>>>>

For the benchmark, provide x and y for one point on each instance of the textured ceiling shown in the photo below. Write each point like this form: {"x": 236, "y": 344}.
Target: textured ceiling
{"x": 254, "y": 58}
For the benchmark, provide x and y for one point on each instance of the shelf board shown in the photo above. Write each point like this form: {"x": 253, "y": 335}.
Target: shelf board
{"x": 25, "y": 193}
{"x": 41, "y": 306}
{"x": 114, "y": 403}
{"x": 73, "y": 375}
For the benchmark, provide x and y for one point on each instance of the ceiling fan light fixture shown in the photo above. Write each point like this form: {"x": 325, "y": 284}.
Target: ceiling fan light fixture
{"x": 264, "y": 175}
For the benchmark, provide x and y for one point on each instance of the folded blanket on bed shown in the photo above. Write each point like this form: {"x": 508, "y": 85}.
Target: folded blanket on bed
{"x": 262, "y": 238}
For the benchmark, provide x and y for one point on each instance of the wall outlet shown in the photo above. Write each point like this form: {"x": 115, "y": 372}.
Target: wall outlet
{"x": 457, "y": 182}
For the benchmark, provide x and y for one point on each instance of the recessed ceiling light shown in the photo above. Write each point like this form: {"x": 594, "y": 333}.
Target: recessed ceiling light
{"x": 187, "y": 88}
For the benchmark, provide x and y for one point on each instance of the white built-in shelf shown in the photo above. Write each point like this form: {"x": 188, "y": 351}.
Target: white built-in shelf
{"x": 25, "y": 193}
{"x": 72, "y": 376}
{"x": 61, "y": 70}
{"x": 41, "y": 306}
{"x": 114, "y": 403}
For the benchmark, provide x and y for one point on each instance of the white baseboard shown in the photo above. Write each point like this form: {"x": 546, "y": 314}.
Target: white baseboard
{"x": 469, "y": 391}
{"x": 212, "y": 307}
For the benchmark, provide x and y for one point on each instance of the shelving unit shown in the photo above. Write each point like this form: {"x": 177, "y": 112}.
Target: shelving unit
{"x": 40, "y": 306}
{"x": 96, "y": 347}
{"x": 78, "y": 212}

<<<<
>>>>

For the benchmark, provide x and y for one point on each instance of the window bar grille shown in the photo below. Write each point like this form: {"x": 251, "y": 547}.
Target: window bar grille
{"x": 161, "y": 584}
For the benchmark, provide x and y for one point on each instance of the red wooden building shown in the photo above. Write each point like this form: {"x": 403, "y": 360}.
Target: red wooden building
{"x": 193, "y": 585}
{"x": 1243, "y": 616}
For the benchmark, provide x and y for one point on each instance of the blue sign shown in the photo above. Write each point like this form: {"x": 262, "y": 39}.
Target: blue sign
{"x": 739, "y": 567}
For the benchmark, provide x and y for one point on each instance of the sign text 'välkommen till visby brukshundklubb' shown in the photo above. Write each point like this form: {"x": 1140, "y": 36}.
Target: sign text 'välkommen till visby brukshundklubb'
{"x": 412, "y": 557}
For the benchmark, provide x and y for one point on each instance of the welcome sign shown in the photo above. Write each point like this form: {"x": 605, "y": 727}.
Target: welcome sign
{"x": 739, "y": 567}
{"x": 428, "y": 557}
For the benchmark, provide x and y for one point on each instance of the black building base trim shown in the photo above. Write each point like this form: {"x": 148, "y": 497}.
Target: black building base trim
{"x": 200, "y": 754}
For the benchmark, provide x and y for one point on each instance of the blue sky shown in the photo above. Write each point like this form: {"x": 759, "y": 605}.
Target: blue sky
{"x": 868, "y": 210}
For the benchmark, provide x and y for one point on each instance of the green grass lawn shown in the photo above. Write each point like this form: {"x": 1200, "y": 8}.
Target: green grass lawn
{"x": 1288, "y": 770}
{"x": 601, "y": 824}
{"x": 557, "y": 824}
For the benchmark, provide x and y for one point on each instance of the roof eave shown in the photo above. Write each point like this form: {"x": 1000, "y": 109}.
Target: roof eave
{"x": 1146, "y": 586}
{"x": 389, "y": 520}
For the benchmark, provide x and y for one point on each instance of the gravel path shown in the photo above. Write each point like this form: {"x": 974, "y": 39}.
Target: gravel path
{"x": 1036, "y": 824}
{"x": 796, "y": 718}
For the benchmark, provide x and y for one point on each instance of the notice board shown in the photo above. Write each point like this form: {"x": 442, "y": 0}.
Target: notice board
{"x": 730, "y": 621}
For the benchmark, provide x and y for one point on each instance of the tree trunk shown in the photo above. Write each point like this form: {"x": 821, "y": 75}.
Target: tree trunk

<<<<

→ **What you need to do**:
Convert the data above, starting at the line that contains "of the tree" and ending at the line that contains "Target: tree trunk", into a Markdown table with two columns, Row and Line, and leave out any blank lines.

→ **Exercise result**:
| Row | Line |
|---|---|
| 1 | For the benchmark, provide x and y for one point on each instance of the tree trunk shown in the photo above. Write each point like this form: {"x": 821, "y": 75}. |
| 2 | Target: tree trunk |